-- OBJETIVO A --
Copia de nuevo, sin cambios, las filas desde su comienzo hasta la línea que contiene "0,299,1568,518", ambas incluidas.

Hacía ya tiempo que lo echaba de menos. Y la verdad es que había sentido cierto alivio con su ausencia. La presencia de alguien siempre con la mano tendida en la puerta de un supermercado u ocupando parte de la acera por la que pasas con frecuencia acaba por convertirse si no en agobiante o molesta, al menos en incómoda. Es como si alguien estuviera, aunque no diga nada, echándote en cara que vives mejor que él y que además o lo reconoces echándole unas monedas en la mano o en una cestita apoyada en el suelo o ni siquiera lo reconoces y pasas olímpicamente de él. Digo de él porque lo más frecuente es que se trate de un varón entre los 30 y los 50 años, aunque a veces los he visto acompañados de una mujer de una edad más indiferenciada y casi siempre sin dientes. Hasta tal punto se apropian de un lugar, hay quienes aseguran que las mafias les asignan el sitio, que normalmente suele encontrarse el mismo en el mismo lugar. Pasado un tiempo acaba por resultarte familiar. Y no es la primera vez que he visto a algunos de los que pasan a su lado pararse y entablar, aunque breve, conversación. Del tipo de “dónde estabas, hacía tiempo que no te veía, me preguntaba se te habría pasado algo, ah, que estabas visitando a tu familia”, porque, claro, también los pobres tienen sus cosas que hacer. Quizá más aún que los ricos o, digamos, la clase media, porque los ricos ricos casi no suelen pasear por la calle o ir a comprar al supermercado, ellos suelen ir con sus despampanantes señoras y en sus aparatosos coches para que se note que son ricos de verdad. ¿Cómo va un rico a mezclarse con el resto de humanos en la cola para comprar un kilo de tomates o patatas? Pues solo faltaba eso, no hombre, no, de eso nada. Pues como iba diciendo, el otro día y después de varias semanas, volví a ver al habitual de la entrada a un supermercado. Y, claro, cuando nos cruzamos, prefiero que esté con otro cliente que se para a saludarlo o que esté ocupado recogiendo y ordenando los carritos de compra, razón, creo, por la que los toleran en la puerta de los supermercados, porque tampoco a ellos les hace mucha gracia tenerlos como moscones espantando a los clientes, y además porque afortunadamente el espacio público es para uso de todos y nadie les puede prohibir que lo ocupen a su aire.

-- INFORMACIÓN EXTRAÍDA --
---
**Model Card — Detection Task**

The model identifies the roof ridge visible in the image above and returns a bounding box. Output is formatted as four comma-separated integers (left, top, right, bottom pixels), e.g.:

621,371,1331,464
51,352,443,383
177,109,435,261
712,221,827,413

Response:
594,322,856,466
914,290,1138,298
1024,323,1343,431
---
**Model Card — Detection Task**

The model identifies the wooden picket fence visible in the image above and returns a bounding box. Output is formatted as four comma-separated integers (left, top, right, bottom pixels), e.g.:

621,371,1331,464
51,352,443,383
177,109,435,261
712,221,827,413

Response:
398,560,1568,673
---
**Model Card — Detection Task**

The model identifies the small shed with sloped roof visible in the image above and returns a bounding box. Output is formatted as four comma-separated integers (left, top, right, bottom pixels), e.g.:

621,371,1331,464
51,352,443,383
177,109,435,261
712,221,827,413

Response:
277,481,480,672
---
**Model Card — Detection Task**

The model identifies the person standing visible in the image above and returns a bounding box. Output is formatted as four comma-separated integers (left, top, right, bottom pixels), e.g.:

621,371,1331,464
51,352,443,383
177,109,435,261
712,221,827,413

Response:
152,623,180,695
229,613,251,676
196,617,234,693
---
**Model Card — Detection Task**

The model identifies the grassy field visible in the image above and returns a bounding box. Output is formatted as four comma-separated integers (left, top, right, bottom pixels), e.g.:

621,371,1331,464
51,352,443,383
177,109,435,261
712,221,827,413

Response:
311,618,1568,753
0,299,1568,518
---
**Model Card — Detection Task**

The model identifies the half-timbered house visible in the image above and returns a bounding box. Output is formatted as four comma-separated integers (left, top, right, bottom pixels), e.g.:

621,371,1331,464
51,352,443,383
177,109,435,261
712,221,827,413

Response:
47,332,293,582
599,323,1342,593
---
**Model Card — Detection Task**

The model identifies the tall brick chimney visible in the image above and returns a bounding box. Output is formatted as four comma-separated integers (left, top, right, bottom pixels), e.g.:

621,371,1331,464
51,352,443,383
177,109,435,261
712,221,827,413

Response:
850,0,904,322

-- OBJETIVO B --
Según el texto de lectura, ¿entre qué edades suele tener el varón que pide en la calle?

-- RESPUESTA ESCRITA A --
---
**Model Card — Detection Task**

The model identifies the roof ridge visible in the image above and returns a bounding box. Output is formatted as four comma-separated integers (left, top, right, bottom pixels), e.g.:

621,371,1331,464
51,352,443,383
177,109,435,261
712,221,827,413

Response:
594,322,856,466
914,290,1138,298
1024,323,1343,431
---
**Model Card — Detection Task**

The model identifies the wooden picket fence visible in the image above and returns a bounding box. Output is formatted as four comma-separated integers (left, top, right, bottom pixels), e.g.:

621,371,1331,464
51,352,443,383
177,109,435,261
712,221,827,413

Response:
398,560,1568,673
---
**Model Card — Detection Task**

The model identifies the small shed with sloped roof visible in the image above and returns a bounding box. Output is formatted as four comma-separated integers (left, top, right, bottom pixels), e.g.:

621,371,1331,464
51,352,443,383
177,109,435,261
712,221,827,413

Response:
277,481,480,672
---
**Model Card — Detection Task**

The model identifies the person standing visible in the image above and returns a bounding box. Output is formatted as four comma-separated integers (left, top, right, bottom pixels), e.g.:

621,371,1331,464
51,352,443,383
177,109,435,261
712,221,827,413

Response:
152,623,180,695
229,613,251,676
196,617,234,693
---
**Model Card — Detection Task**

The model identifies the grassy field visible in the image above and returns a bounding box. Output is formatted as four comma-separated integers (left, top, right, bottom pixels), e.g.:

621,371,1331,464
51,352,443,383
177,109,435,261
712,221,827,413

Response:
311,618,1568,753
0,299,1568,518

-- RESPUESTA ESCRITA B --
Entre los 30 y los 50 años.